* Kaynak metin:
Mavi Vatan
Amiral Cem Gürdeniz
Maden
Ocakları, Savaş Gemileri ve Denizaltılar
Yazının başlığını
okuyanlar şaşırmış olabilirler. Neticede maden ocakları ile savaş gemileri
arasında nasıl bir ilişki kurulabilir? Bu ilişki, her ikisinin insan hayatına
yönelik içerdiği tehlikeler ve risklerin benzerliğinden kaynaklanmaktadır.
Savaş Gemisi Ateşten Gömlek. Savaş gemileri
barış döneminde dahi tam yük cephane ile denizde hareket halindedirler.
Ortalama 140 metre uzunluğundaki 4000 tonluk bir firkateyn, taşıdığı binlerce
top mermisi, güdümlü füzeler, torpido ve helikopter cephanesi dışında kabaca
600 ton civarında yakıt taşır. Bu çelik kitlenin silah ve sensörleri ile makine
ve destek sistemlerinin enerjisi, jeneratörlerinin sağladığı elektrik enerjisi
ile karşılanır. Elektrik dağılımı da gemiyi çepeçevre saran binlerce kilometre
uzunluğundaki kablolarla sağlanır. Bir firkateynde ortalama 200 kişinin oldukça
dar alanlarda görev yapması ve yaşaması en küçük insan hatasının başta yangın
olmak üzere pek çok felakete neden olmasını tetikleyecek potansiyele sahiptir.
Savaş gemisinin
denizde hareket halinde olan, bir varlık olarak doğanın gücü karşısında da
kontrol altında tutulması gereken zayıflıkları vardır. Bu zayıflıklar özellikle
fırtınalı ve ağır denizli havalarda ana makine ya da dümen kaybı ile ortaya
çıkabilir. Bir gemi ne denli büyük olursa olsun, ağır ve yüksekliği büyük
dalgalara bordasını (yani yanını) verdiği zaman, dengesi kritik duruma düşer.
Hele o gemide insan hatası nedeniyle su kesimi altında serbest sıvı satıhları
oluşmuş ya da yük/malzeme kayması yaşanmış ise kontrol altına alınamayan gemi,
kritik yalpa açısını aştıktan sonra alabora olma tehlikesi ile karşılaşır.
Farklı bir tehlike durumu da gemiyi köprüüstünden idare eden personelin yapacağı
navigasyon hataları ile karşımıza çıkar. Komutanın ya da vardiya subayının
yanlış bir kararı ile ya başka bir gemi ile çarpışıp yara alabilir, batabilir ya da karaya oturabilirsiniz.

* Görev verileri:
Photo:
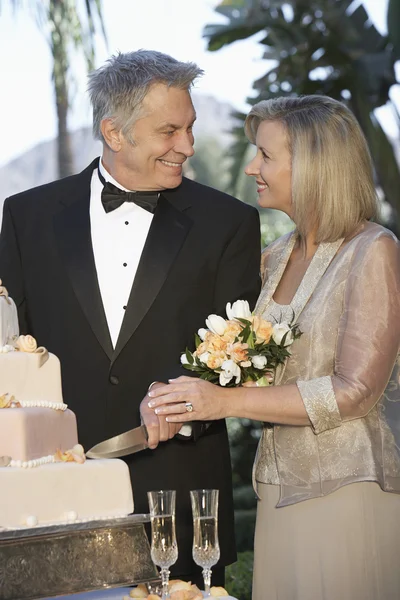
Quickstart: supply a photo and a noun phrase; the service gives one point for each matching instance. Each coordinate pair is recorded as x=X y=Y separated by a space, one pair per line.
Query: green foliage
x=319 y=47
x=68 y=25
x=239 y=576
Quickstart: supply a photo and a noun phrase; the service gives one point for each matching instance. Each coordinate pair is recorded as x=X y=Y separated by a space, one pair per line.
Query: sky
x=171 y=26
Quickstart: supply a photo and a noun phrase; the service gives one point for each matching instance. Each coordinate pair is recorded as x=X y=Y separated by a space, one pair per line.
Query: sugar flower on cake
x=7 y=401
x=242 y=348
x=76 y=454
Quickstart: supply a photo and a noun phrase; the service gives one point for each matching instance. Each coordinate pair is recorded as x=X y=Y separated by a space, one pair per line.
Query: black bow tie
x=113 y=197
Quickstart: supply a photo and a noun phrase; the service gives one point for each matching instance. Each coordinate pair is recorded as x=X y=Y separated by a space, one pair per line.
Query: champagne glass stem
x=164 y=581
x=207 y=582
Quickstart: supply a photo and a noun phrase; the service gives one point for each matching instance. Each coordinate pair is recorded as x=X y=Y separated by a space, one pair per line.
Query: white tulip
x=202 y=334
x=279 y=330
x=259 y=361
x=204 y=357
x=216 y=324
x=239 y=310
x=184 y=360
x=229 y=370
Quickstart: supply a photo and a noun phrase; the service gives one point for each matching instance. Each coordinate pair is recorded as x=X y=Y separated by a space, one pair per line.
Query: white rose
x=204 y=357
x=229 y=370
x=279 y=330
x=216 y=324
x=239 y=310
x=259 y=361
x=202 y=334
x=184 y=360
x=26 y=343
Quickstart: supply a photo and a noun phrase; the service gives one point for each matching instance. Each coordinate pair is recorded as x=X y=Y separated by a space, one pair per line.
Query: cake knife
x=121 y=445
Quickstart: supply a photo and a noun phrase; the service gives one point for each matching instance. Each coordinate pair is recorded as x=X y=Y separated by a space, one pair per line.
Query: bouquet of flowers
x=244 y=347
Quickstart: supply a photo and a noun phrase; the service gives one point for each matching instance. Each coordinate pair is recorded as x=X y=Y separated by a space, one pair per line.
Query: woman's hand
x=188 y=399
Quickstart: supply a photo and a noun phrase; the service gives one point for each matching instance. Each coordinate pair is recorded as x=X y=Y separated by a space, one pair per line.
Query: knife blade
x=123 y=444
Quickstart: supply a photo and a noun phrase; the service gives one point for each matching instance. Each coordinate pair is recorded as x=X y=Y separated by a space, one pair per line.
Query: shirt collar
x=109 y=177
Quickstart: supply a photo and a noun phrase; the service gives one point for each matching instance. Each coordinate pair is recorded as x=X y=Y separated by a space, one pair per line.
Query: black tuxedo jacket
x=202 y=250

* Yapılacak işler:
1/ Savaş gemileri üzerine yazıda "Farklı bir tehlike" sözleriyle başlayıp "da karaya oturabilirsiniz." sözlerine kadar uzanan bölümü yeniden yazın ve bu bölümde "köprüüstünden" yerine "kumanda köprüsünden" koyarak değiştirin.
2/ Listede "cake" dizesini içeren bütün satırları bir araya toplayın. Büyük ve küçük harf farkı dikkate alınmalıdır.

* Görev çözümleri:
1/
Farklı bir tehlike durumu da gemiyi kumanda köprüsünden idare eden personelin yapacağı
navigasyon hataları ile karşımıza çıkar. Komutanın ya da vardiya subayının
yanlış bir kararı ile ya başka bir gemi ile çarpışıp yara alabilir, batabilir ya da karaya oturabilirsiniz.

2/
Query: sugar flower on cake
Query: cake knife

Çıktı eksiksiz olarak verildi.